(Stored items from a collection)
········
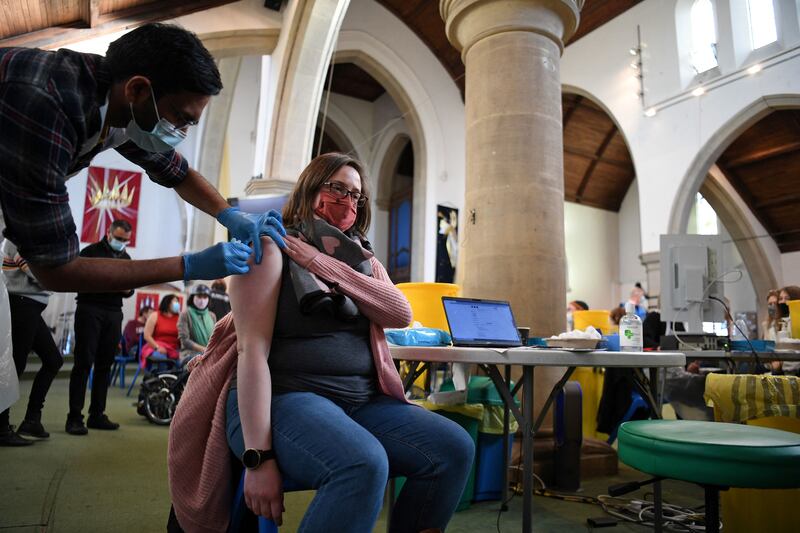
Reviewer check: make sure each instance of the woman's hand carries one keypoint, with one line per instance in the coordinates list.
(300, 251)
(263, 491)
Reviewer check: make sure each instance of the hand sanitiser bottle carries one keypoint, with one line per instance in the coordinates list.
(630, 331)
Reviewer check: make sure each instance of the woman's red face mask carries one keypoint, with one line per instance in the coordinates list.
(338, 212)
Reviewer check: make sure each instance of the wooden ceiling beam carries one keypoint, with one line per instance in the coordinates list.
(58, 36)
(598, 155)
(90, 12)
(779, 202)
(761, 155)
(571, 111)
(593, 156)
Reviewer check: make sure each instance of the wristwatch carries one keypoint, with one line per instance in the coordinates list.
(252, 458)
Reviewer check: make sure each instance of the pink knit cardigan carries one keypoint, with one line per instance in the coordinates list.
(198, 453)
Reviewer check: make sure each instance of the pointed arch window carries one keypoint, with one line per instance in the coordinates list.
(704, 36)
(761, 16)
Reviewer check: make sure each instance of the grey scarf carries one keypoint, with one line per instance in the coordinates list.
(314, 294)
········
The records above must be echoed exactly, minus their pictures.

Reviewer check: make sure each instance of the woman's hand carries one keypoint, with one line per instance in the coordinates list.
(300, 251)
(263, 491)
Reviewer check: make sure each instance of the hand sanitiser bottle carries one keypoint, with one line per instance in the coordinates list.
(630, 331)
Reviewer check: make sure each instance of the woman's red face mask carries one keypoint, with one line per instance in the coordinates list.
(338, 212)
Reviewer check: make sure each instance of the wooden ceiling beam carries one keypoint, with one line per instance in the coordinates list.
(58, 36)
(598, 155)
(90, 12)
(779, 202)
(761, 155)
(571, 111)
(593, 156)
Reviewer check: make sure each instance of the wristwatch carries one keypoint, with one line per instance in the coordinates list.
(252, 458)
Reviewer check: make sure each instance of the pink knit cardigan carries one keypoint, with one line per instance in the coordinates list.
(198, 453)
Reviewer check: make sure each instance of the pointed arch window carries one keypoint, with one line per instance in the coordinates list.
(704, 36)
(761, 16)
Reviewer check: make sure each instance of the grey scarf carries one keypoint, with one line per instance in the coordinates list.
(314, 294)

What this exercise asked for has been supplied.